> _Task instructions_:
a - From the passage on ageing below, list the things that older people are said to be vulnerable to.
b - Continue the passage on ageing and the care of older people, picking up right after its final sentence.

> _Excerpt_:
**********

The perception of and attitude towards older people has also changed, for which again there are complex reasons. Formerly, being old meant being regarded as elderly, that is mature and wise. Respect was practically automatic when one came across such persons, who were also self-respecting. But nowadays this is no longer necessarily the case, and having greying hair and a balding head doesn’t mean much to the impatient youngster revving his SUV when an elderly happens to inadvertently sidestep a pedestrian crossing, or is taking a bit longer than usual to go across. I have personally witnessed such a situation where a senior citizen was being copiously abused by a younger person.

But it is also a fact that public displays of confrontational and aggressive behaviours by the elderly when they are expected to show restraint in their language and gestures leads to a corresponding disappointment on the part of those who would wish to see them as role models. Instead, they are disdained and looked down upon as they are seen not to deserve the respect that they would otherwise have earned.

The most visible indications of ageing are physical and mental decline, with vulnerability to injury, disability and disease, more than one of which may be present and thus adding to the complexity of treatment. Many of the diseases of old age have been known to doctors for long, and treatments too have been available, and they are constantly under review and updated as newer diseases are discovered or fresh understanding of the known diseases comes to light. Recently, a new, expensive drug has been cleared by regulatory authorities in the US for the treatment of Alzheimer’s disease. But there is controversy about the data and efficacy.

It is a fact that the range of modalities and techniques for treatment has expanded so much – and continues to do so – but there is a real danger of what is known in the medical jargon as ‘therapeutic overkill.’ To put it simply, trying to kill a mosquito with a hammer: doing more investigations or proposing more expensive or complicated treatment than may be required. For some, medicine has become business – and even some laymen have made comments to this effect about measures in the budget that was presented last Friday. This is a conundrum which society as whole must seriously reflect upon and work on a way forward collectively.

**********

> _Provided information_:
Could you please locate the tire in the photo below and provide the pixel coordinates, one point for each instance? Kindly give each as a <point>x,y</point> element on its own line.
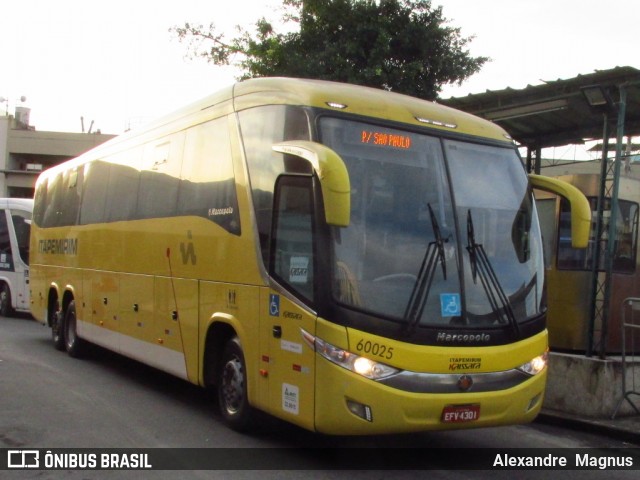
<point>73,344</point>
<point>233,401</point>
<point>5,301</point>
<point>57,327</point>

**********

> _Outputs for the tasks_:
a - injury, disability, disease

b -
That is why caution is necessary so as not to involve either the country or the individual in a spiral of expenditure which may result in little beneficial effect. Hence the accent on healthy living through a combination of health promotion and disease prevention measures.

Overall the world has witnessed growing life expectancy because of improving socio-economic conditions and developments in health and medicine that have allowed us, essentially, to mostly overcome the infectious diseases which are the real killers in the short term. The traditional view is of man’s lifespan being three-score and ten (70 years), but there are some countries with more people living much longer, and even becoming centenarians in larger than usual numbers when one compares them to other places.

One such cluster is in the island of Okinawa in Japan, which is reputed to have the largest number of active centenarians per 100 000 population. The main reasons advanced for this happy situation is their simple way of living, close to nature, on a diet of fish and of fresh vegetables free of pesticide or fertilizer residues, regular walking and avoidance of vehicular transport, doing regular meditation and following ancient cultural practices which lead to body-mind balance and thus sane living.

Most of the world’s population do not have these ideal conditions, or the cultural mindset of the Okinawans. But if we should as a country want to, it is surely possible for us to create something approaching this environment to live in – and to leave as legacy for the next generations. In the meantime, one need not seek to hide one’s age by superficial means, for there is such a thing as ageing gracefully, whether one aspires or not to be 100 or beyond. As the Greek philosopher Seneca said, ‘As is a tale, so is life: not how long it is but how good it is.’

If we concentrate on living a good life, who knows that it might be a long life too? But 150 years? Nyet!